The economic crisis that has been affecting the global economy for the last two and a half years started in East Asia. We’ve heard story after story about the problems in Thailand, South Korea, Indonesia, Malaysia, China, and even Japan—but we’ve heard almost nothing about the situation in the Philippines. Is there something that the U.S. government, the International Monetary Fund (IMF), and the World Bank don’t want us to know about the situation there?
The IMF has acted as the mean cop for the global financial system for a long time, but its role in this crisis has brought it new notoriety. In every case in which it has gotten involved, its prescription has been the same: reduce or end any restrictions on global flow of capital; don’t defend the domestic currency by purchasing it with foreign reserves—let it fall until it stabilizes in the market; and raise interest rates as high as necessary to keep capital in or attract capital to invest. (These prescriptions benefit multinational corporations and foreign investors, who are largely—but not exclusively—based in the United States.) And do not worry about the social consequences of adopting such an economic program.
In every case, the result has been the same: each economy that has followed IMF prescriptions has seen widespread social dislocation. Hundreds of thousands of jobs have been lost, and standards of living have plunged drastically, even for those who still have jobs. The cost of internationally traded goods and services has increased, due to local currency devaluation against the U.S. dollar (the denomination in which most goods are traded on global markets). Poverty and malnutrition have increased, as have the number of related deaths. However, foreign investors have been able to purchase goods and services, raw materials, and even entire corporations more cheaply since the onset of the crisis than before.
The crisis has spread beyond East Asia. It has hit Russia hard—and a bunch of hedge funds in the so-called developed countries—and its latest major victim has been Brazil. The shock to Brazil has already spread to Argentina. And while it appears that many of the worst economic effects have attenuated in the last few months, the global economy is still being rocked.
The global crisis has also hit the U.S. economy in some sectors, although the impact has been masked overall by strong stock markets, low inflation, and low unemployment rates. Tourism in Hawaii, on which the state is largely dependent, has been devastated; agriculture (particularly corn) and agricultural machinery manufacturing have been hit hard in the Midwest; and so much steel has been dumped in the United States that the United Steel Workers have joined the steel companies in demanding import protection. In addition, the U.S. balance of trade—which measures the difference between exports of goods and services and imports of goods and services—was -118.1 billion dollars between January and June 1999; this exceeds all of 1997 (-104.7 billion dollars—itself a record at the time), and will certainly exceed the 164.3 billion dollar deficit of 1998.
Yet, as bad as all of this has been—the United States and Western Europe have largely been sheltered because of the way their officials have set up the global system—the countries that have garnered the most attention have a considerable amount of industrial development. What about the economies that don’t have this industrial development, but are trying to industrialize on the basis of their cheap labor? What has the crisis meant to them?

→ DATA PROVIDED
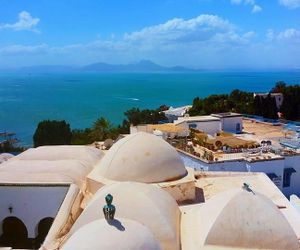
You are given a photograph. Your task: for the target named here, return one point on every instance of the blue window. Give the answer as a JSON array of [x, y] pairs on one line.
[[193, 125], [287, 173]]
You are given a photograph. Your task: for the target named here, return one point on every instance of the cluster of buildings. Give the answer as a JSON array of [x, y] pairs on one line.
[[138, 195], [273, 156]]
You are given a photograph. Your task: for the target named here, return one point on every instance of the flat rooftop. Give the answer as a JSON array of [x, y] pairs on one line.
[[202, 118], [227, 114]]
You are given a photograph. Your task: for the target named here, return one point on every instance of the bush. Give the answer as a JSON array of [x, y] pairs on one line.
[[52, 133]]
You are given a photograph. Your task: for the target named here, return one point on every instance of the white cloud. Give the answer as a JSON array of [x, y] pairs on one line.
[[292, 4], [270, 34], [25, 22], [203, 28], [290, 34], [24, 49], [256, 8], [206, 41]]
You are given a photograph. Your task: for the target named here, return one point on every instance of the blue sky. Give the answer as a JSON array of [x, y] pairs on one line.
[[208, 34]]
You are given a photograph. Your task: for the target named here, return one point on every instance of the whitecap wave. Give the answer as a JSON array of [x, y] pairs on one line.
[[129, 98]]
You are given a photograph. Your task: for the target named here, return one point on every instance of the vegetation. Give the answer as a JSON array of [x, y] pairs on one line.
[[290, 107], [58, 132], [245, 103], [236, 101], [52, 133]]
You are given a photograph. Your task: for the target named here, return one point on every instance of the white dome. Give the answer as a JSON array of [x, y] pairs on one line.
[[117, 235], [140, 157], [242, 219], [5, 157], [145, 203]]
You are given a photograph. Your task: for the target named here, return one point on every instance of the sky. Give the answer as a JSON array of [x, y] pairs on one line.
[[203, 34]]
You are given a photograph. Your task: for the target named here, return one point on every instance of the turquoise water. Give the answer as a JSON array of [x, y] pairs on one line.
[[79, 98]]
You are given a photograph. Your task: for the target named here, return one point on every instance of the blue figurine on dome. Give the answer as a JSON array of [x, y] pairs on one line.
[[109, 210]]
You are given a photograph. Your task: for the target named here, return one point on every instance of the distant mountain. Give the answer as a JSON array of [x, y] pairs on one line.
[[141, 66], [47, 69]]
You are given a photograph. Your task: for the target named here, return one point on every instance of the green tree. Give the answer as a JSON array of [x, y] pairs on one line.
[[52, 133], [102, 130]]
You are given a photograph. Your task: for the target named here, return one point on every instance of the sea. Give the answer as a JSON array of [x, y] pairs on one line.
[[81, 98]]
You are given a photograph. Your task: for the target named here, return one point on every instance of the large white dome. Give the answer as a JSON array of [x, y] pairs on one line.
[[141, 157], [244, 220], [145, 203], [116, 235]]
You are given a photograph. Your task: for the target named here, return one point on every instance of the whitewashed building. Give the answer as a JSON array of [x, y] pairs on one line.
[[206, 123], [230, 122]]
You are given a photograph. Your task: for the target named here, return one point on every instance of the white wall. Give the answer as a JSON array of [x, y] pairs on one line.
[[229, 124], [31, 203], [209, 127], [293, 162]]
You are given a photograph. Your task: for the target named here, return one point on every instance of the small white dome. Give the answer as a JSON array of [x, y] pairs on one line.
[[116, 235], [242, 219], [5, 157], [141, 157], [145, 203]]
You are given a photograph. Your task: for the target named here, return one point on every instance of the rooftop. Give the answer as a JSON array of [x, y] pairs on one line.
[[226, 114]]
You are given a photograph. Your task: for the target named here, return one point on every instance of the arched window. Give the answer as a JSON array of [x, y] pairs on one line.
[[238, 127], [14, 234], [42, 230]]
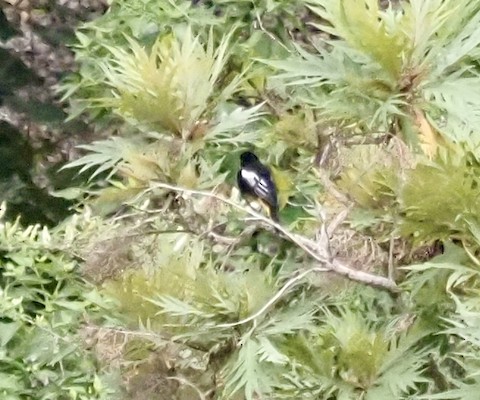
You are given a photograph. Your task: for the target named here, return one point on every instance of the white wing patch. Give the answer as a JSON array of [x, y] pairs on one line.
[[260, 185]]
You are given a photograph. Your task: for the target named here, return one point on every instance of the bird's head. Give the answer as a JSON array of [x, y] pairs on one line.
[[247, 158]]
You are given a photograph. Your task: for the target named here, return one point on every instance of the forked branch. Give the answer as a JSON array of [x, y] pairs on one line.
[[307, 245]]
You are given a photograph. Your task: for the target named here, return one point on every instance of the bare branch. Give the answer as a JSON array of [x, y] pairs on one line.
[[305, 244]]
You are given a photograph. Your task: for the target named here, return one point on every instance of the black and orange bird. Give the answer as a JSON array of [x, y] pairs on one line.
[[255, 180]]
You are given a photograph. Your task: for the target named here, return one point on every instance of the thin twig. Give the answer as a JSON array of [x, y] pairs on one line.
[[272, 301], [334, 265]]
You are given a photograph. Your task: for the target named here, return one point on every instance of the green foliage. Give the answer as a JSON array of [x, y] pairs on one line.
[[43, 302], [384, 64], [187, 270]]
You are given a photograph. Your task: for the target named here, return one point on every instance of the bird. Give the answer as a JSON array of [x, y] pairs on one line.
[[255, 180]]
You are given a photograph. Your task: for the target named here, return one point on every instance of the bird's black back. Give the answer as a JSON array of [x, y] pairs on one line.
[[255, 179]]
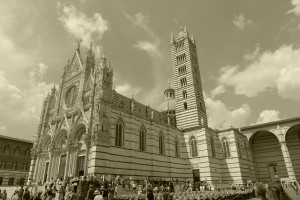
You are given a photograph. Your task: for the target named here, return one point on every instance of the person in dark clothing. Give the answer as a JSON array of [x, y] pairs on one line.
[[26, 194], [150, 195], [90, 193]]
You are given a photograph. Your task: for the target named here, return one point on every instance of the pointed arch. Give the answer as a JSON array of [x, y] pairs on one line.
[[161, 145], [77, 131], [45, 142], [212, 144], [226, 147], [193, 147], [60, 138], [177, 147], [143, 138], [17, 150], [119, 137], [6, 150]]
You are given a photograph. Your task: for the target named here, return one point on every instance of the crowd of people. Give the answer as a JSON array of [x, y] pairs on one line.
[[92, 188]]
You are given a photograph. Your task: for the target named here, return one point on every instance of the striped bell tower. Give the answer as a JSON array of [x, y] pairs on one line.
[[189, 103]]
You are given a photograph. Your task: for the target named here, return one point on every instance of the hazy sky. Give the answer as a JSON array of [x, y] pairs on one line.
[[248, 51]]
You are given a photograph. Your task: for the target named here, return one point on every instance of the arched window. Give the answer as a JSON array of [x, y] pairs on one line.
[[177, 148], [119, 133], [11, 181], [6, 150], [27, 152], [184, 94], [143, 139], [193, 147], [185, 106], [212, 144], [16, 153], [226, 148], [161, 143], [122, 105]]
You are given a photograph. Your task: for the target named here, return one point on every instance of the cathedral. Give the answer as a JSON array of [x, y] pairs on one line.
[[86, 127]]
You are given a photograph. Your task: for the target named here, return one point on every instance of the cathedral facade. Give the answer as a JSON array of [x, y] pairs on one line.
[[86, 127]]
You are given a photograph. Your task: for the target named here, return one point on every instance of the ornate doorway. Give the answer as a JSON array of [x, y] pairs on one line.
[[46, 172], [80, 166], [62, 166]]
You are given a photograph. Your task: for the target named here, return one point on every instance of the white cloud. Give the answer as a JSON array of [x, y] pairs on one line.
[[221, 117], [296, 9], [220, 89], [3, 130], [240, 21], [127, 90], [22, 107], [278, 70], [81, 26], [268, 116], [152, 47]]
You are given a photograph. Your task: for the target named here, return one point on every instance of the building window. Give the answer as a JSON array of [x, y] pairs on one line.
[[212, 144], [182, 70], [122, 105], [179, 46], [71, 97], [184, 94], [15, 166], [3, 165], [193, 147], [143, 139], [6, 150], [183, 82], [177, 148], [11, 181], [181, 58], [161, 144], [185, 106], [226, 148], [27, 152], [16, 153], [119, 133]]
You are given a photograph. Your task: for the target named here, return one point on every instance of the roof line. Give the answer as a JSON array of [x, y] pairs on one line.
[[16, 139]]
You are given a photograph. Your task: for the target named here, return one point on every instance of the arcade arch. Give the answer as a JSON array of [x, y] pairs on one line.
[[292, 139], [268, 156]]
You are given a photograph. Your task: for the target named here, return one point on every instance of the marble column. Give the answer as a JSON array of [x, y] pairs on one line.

→ WHAT THIS EXERCISE ASKS
1. In the text on the economic crisis above, what was the U.S. balance of trade between January and June 1999?
2. Render this sentence from the text on the economic crisis in Spanish: "The shock to Brazil has already spread to Argentina."

→ RESPONSES BY TASK
1. It was -118.1 billion dollars.

2. La conmoción sufrida por Brasil ya se ha extendido a Argentina.